Problem description →
Copy out everything from the line containing "man's right hand -> outlines, every instance" down to the line containing "155 148 L 142", both included, with "clasped hands" changed to "folded hands" and nothing else altered. Give only those lines.

— start Given records —

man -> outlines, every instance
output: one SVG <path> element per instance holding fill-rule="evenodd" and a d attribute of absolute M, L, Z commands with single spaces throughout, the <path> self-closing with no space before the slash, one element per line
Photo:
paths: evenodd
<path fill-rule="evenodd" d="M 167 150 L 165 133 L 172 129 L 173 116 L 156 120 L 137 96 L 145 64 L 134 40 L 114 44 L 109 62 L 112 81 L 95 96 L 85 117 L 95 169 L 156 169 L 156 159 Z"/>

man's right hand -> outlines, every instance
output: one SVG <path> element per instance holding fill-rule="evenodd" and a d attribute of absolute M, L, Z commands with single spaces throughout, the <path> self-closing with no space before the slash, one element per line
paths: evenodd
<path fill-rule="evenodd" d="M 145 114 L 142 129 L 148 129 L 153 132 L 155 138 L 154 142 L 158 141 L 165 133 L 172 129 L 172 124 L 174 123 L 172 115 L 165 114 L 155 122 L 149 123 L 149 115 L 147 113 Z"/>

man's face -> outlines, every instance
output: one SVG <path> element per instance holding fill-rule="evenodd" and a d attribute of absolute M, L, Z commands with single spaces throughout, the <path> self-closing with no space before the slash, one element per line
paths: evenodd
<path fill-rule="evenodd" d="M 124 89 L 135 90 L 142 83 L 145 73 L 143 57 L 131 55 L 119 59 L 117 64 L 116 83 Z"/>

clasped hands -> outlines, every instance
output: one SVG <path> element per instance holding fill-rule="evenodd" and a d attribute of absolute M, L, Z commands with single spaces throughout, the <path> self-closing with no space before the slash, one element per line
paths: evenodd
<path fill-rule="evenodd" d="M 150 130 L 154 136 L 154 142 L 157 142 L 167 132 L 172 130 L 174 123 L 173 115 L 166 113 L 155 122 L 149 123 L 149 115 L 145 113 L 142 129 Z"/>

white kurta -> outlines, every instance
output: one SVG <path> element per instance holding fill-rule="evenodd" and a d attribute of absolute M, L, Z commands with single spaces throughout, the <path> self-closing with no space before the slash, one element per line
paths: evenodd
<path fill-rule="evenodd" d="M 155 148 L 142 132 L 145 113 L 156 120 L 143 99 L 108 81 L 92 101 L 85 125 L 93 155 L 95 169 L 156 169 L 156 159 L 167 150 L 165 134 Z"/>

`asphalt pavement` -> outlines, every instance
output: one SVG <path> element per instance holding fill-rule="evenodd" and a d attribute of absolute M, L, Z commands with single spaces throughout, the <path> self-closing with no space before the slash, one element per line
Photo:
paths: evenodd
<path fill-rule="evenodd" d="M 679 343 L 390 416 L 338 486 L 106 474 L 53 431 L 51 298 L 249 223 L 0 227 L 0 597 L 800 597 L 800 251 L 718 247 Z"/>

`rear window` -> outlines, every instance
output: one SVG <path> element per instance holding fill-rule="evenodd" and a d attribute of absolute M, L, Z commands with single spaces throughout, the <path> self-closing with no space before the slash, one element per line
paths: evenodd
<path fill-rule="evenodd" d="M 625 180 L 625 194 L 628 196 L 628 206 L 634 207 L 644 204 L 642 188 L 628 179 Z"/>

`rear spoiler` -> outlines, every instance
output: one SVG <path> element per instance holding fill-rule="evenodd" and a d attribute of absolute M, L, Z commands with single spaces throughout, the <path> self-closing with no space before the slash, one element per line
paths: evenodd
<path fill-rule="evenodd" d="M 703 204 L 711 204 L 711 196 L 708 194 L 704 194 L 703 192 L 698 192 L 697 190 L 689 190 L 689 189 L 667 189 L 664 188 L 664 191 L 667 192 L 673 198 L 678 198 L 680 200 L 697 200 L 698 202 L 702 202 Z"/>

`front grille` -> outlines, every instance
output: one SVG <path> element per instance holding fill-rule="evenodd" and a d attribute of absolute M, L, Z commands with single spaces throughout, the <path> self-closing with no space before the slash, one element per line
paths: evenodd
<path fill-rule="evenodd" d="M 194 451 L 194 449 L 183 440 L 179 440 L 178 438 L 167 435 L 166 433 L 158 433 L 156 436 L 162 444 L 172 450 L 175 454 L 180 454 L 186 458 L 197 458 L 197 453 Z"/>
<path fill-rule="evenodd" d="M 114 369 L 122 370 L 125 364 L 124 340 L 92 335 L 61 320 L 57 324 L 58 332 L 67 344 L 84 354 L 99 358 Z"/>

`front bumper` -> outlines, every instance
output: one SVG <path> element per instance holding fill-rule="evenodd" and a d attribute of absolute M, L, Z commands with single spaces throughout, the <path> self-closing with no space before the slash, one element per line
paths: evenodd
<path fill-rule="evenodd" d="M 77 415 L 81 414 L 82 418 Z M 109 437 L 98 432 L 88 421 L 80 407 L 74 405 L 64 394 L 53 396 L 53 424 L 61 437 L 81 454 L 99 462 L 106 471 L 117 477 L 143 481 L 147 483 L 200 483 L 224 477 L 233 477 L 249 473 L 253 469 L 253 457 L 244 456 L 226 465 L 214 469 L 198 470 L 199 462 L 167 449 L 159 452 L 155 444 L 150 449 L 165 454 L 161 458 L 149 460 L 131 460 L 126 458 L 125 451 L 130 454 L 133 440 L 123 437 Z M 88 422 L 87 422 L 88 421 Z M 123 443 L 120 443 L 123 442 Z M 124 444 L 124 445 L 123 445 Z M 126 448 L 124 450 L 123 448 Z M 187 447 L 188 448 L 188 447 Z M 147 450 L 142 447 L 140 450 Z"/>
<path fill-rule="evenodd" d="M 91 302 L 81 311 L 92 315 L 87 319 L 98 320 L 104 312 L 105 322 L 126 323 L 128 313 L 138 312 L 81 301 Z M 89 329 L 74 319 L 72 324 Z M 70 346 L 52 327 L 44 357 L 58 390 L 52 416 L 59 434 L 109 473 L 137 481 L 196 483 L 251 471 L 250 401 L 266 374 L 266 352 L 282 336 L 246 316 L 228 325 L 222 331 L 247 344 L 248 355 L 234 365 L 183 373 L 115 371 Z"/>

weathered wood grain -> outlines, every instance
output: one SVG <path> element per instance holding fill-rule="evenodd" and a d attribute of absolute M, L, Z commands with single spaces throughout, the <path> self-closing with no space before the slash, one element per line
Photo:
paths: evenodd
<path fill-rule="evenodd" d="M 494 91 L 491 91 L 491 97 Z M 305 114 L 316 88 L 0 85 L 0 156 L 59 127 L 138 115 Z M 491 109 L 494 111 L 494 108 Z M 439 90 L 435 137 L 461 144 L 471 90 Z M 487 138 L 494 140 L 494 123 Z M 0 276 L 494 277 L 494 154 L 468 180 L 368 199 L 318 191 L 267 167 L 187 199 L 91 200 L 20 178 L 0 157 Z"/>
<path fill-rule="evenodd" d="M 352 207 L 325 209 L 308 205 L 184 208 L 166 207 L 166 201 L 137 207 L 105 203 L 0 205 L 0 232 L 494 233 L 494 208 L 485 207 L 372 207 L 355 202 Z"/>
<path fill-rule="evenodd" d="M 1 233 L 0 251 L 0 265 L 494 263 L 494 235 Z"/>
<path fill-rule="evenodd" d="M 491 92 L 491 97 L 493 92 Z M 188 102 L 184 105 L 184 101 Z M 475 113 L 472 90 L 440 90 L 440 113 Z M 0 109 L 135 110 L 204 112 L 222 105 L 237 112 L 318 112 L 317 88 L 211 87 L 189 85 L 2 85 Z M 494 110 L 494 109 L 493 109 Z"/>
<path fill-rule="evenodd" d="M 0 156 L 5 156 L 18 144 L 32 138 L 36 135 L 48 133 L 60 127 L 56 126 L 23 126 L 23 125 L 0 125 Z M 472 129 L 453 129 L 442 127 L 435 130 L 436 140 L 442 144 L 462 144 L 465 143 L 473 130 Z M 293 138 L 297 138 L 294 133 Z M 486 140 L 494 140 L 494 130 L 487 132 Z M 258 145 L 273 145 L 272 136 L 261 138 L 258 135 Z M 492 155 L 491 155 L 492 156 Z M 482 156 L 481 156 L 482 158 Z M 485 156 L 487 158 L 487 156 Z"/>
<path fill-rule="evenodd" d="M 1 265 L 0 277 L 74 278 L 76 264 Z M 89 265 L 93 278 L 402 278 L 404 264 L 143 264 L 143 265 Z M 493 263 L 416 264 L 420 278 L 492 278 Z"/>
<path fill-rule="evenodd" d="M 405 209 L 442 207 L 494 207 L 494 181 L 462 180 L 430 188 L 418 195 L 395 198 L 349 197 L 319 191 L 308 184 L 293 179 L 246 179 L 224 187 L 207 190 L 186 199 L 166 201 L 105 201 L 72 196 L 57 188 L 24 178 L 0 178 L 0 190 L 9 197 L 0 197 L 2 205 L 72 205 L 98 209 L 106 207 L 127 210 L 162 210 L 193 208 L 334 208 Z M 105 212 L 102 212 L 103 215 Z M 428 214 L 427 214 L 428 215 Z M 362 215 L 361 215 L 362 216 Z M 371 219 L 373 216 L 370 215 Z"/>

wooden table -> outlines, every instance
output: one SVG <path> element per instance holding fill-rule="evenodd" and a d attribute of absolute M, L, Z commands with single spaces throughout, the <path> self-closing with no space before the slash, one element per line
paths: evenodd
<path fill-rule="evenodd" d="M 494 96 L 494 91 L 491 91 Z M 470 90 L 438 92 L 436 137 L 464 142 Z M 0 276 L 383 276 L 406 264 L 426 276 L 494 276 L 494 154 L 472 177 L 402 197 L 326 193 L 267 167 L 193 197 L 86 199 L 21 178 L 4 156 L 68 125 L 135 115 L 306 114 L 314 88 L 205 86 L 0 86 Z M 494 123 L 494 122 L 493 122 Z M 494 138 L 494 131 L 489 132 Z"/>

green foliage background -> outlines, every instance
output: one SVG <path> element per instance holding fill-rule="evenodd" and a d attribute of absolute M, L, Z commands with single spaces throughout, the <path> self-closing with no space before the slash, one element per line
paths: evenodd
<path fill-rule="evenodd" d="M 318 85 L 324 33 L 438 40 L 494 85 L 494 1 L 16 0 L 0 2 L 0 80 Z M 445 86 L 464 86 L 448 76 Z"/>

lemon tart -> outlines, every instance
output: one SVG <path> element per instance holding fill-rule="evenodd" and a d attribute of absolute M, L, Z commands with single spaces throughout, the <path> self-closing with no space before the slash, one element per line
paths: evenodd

— end Given records —

Written solution →
man's right hand -> outlines, every instance
output: one SVG <path> element per instance holding fill-rule="evenodd" and a d attribute of absolute M, L, Z commands with single spaces throughout, the <path> self-closing with no space before the slash, one element per line
paths: evenodd
<path fill-rule="evenodd" d="M 145 114 L 142 129 L 148 129 L 153 132 L 155 138 L 154 142 L 158 141 L 165 133 L 172 129 L 172 124 L 174 123 L 172 115 L 165 114 L 155 122 L 149 123 L 149 115 L 147 113 Z"/>

man's face -> outlines, every instance
output: one SVG <path> element per instance holding fill-rule="evenodd" and a d attribute of absolute M, L, Z commands with single spaces throughout, the <path> self-closing with no space before the slash, one element per line
paths: evenodd
<path fill-rule="evenodd" d="M 124 89 L 135 90 L 142 83 L 145 73 L 143 57 L 131 55 L 119 59 L 117 64 L 116 83 Z"/>

folded hands -> outlines, every instance
output: one SVG <path> element per instance holding fill-rule="evenodd" and a d attribute of absolute M, L, Z commands with single spaces throughout, the <path> self-closing with no space before the slash, one element per line
paths: evenodd
<path fill-rule="evenodd" d="M 150 130 L 154 136 L 154 142 L 157 142 L 167 132 L 172 130 L 174 123 L 173 115 L 166 113 L 155 122 L 149 123 L 149 115 L 145 113 L 142 129 Z"/>

white kurta -> outlines, every instance
output: one SVG <path> element per instance holding fill-rule="evenodd" and a d attribute of absolute M, L, Z commands with single spaces throughout, the <path> self-closing with no space before the slash, one element per line
paths: evenodd
<path fill-rule="evenodd" d="M 155 148 L 142 132 L 145 113 L 156 120 L 143 99 L 108 81 L 92 101 L 85 125 L 93 155 L 95 169 L 156 169 L 156 159 L 167 150 L 165 134 Z"/>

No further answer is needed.